(THE REQUEST): Locate each line below that contains the word "sneaker" and copy those lines in full. Case counts, so a match must have the same capitalization.

↓↓↓

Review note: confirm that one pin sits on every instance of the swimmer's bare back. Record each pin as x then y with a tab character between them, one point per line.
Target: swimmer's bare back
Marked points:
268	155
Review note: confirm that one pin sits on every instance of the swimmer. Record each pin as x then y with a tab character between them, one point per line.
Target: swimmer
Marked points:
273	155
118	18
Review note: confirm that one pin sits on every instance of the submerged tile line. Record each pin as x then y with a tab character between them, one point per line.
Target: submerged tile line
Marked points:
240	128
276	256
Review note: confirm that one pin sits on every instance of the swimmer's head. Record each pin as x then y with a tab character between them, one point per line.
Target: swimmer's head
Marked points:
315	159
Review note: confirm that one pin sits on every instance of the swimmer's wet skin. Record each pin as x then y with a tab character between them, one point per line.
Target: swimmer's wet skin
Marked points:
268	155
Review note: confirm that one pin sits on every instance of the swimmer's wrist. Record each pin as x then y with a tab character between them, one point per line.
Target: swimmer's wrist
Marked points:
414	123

↑↑↑
↓↓↓

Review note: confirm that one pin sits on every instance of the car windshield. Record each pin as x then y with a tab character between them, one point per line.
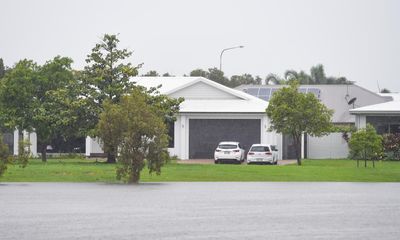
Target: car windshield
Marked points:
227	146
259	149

↑↑↑
↓↓↓

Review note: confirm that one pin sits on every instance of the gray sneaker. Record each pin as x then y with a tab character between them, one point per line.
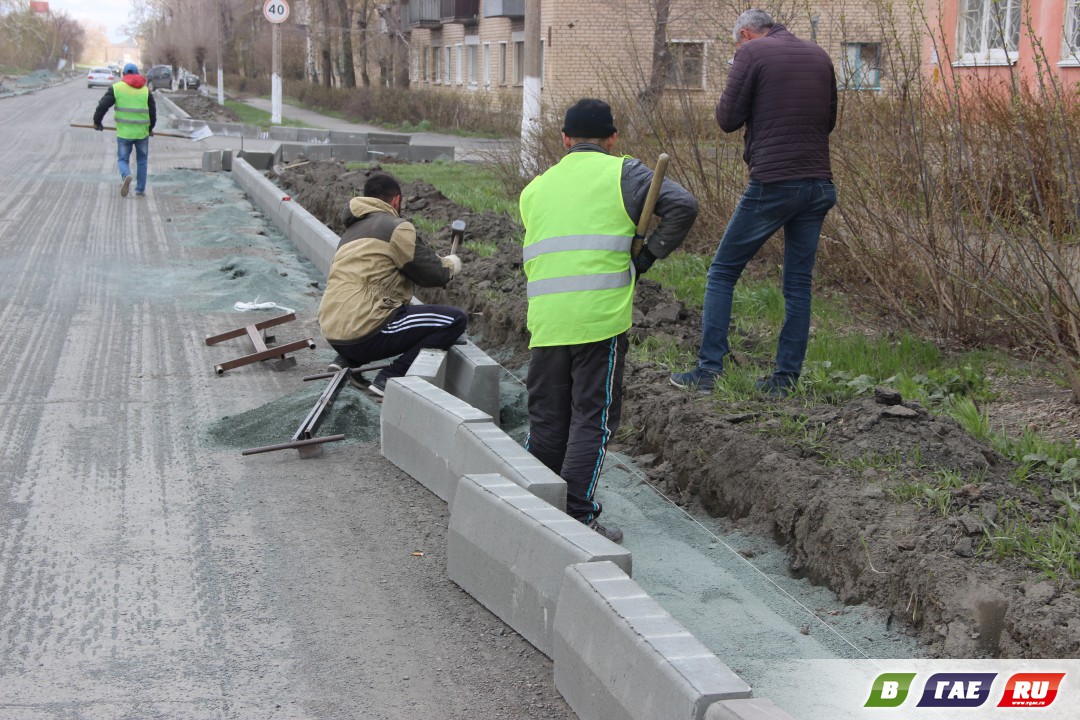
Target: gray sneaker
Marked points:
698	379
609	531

↑↑↑

(TASK ANSWER):
Review note: confirm that one pin sits on every instance of the gray sneaker. Record each pin as x then y with a tab character between them, one point per line.
Target: gray sneaker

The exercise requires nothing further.